====== INPUT MATERIAL

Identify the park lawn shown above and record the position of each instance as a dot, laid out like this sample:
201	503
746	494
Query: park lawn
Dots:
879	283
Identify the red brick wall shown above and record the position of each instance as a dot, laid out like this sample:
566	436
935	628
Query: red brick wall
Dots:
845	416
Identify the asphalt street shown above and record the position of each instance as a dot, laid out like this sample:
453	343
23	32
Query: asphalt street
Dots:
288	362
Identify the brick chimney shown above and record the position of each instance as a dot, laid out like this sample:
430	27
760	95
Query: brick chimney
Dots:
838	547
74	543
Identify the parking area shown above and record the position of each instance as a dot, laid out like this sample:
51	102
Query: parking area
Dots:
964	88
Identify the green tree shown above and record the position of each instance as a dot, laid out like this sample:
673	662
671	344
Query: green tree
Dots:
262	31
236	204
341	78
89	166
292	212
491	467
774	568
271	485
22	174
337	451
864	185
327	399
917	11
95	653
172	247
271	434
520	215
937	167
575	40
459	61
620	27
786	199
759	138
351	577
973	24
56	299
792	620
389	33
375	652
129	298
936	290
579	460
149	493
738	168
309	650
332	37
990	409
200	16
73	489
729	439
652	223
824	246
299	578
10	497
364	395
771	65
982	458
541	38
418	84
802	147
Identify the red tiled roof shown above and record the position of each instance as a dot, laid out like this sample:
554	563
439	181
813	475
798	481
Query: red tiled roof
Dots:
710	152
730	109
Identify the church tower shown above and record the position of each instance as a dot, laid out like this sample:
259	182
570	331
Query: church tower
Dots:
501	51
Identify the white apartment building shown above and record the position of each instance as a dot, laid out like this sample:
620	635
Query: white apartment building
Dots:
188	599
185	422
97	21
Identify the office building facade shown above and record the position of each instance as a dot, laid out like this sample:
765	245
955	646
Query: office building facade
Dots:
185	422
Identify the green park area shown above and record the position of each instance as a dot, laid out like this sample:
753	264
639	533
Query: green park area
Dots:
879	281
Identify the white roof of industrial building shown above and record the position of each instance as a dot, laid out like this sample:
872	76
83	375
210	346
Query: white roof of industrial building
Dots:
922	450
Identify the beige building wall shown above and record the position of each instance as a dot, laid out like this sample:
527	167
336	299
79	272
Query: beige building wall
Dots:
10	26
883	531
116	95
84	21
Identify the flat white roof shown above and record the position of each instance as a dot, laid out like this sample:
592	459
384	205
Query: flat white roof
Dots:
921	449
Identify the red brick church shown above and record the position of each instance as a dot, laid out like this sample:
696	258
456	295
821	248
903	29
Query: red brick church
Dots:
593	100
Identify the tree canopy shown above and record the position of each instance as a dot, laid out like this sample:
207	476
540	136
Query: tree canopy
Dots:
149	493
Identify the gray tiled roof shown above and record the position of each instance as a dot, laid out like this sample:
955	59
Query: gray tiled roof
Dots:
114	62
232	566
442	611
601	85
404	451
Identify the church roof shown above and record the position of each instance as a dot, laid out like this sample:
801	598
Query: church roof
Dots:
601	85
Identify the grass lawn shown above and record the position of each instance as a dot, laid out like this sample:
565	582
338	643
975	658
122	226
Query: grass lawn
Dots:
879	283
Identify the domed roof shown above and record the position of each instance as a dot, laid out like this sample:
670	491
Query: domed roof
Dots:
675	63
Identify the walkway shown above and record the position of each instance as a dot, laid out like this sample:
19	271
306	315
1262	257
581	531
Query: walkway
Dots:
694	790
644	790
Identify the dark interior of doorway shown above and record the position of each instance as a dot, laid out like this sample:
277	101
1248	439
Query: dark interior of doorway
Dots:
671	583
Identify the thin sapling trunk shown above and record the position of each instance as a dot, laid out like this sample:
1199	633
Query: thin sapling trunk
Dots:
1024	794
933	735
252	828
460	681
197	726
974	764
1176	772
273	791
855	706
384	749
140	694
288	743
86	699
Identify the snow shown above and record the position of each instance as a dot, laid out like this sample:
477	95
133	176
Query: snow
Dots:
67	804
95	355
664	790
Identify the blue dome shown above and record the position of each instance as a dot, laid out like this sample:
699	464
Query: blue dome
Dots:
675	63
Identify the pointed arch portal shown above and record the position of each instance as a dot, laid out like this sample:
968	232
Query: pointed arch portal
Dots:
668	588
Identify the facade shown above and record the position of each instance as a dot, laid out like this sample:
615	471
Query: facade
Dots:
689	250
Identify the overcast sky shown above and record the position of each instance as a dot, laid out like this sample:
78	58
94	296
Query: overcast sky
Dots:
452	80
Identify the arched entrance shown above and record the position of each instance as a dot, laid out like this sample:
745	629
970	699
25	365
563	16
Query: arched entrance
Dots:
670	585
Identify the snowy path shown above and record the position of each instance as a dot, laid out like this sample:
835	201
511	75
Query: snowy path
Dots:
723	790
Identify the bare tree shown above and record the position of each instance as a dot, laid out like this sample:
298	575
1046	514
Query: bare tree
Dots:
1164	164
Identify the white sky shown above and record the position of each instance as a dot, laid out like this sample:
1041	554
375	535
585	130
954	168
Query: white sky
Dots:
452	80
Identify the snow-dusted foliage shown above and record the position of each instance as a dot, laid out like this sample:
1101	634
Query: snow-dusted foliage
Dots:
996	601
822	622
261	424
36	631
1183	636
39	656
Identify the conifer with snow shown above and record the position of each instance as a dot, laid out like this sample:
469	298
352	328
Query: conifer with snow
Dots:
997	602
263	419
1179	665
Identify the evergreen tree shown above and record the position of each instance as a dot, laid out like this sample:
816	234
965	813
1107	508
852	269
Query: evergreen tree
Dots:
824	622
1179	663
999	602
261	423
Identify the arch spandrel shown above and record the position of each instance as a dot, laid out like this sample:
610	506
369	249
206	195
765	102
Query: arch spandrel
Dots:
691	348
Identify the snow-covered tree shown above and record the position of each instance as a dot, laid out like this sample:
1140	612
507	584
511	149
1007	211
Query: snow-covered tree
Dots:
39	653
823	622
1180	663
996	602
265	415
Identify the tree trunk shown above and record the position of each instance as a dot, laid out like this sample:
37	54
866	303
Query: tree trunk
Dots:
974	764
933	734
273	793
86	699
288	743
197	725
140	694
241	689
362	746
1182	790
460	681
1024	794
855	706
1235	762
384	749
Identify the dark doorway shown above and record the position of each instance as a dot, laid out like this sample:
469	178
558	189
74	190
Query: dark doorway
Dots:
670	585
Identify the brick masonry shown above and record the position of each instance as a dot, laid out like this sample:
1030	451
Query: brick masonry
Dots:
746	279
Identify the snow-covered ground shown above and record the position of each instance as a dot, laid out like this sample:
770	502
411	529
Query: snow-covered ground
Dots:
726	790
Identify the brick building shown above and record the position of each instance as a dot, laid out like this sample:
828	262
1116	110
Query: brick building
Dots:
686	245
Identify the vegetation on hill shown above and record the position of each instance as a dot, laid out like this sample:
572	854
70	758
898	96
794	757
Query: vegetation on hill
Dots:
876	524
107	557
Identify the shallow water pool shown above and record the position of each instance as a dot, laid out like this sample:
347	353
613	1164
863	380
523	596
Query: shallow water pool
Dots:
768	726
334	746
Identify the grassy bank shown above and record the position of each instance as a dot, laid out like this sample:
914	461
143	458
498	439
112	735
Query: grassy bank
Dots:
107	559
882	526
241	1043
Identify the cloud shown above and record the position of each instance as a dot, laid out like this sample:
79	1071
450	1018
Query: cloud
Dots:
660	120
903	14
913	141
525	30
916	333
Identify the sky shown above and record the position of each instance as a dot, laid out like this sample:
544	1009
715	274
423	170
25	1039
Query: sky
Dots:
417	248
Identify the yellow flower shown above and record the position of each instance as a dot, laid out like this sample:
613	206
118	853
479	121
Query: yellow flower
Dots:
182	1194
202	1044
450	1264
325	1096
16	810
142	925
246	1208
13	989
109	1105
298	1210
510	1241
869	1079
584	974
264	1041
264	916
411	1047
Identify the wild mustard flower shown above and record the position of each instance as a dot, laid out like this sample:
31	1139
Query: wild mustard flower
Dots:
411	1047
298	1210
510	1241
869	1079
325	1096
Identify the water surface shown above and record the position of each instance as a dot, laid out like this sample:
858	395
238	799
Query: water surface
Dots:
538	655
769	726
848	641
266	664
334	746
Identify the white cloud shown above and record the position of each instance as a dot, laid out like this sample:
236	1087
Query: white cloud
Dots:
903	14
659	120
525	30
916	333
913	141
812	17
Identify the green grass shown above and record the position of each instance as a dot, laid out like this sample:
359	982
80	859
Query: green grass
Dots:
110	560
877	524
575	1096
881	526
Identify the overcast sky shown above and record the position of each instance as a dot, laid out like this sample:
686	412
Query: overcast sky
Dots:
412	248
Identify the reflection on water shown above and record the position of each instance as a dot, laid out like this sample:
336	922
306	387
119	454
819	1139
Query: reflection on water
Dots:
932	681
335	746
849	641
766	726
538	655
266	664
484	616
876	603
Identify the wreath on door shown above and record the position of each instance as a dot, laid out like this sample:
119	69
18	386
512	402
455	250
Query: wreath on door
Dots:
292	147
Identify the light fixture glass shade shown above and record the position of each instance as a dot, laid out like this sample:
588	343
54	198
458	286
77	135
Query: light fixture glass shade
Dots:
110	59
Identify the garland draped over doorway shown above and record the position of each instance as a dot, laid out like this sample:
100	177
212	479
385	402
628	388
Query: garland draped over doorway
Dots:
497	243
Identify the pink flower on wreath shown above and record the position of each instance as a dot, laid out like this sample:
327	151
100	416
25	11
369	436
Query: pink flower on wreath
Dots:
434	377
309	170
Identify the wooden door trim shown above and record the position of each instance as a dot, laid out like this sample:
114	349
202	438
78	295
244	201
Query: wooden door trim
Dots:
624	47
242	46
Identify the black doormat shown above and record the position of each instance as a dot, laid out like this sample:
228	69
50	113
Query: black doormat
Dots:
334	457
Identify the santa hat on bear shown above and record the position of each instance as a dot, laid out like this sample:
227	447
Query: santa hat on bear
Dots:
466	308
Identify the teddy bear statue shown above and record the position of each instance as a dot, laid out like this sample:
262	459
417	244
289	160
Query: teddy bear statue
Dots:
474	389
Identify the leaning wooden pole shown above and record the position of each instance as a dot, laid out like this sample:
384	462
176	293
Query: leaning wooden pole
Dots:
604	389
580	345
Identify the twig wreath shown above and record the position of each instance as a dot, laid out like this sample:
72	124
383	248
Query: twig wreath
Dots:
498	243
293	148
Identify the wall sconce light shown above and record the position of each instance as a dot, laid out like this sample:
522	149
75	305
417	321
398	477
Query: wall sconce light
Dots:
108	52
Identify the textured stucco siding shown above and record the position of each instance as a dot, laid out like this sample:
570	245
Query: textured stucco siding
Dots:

============

**DIRECTIONS FOR THIS TASK:** All lines above from the one holding "Query: snow-dusted foliage" to the one holding "Query: conifer with snow", inclusive, are to be copied exactly; no other line is wanted.

**WRITTEN SOLUTION:**
Query: snow-dusted foliage
Dots:
996	601
822	622
261	424
36	631
1183	636
39	656
Identify the conifer with snow shown above and record the position of each instance as a dot, laid out like this sample:
469	298
352	328
Query: conifer with snow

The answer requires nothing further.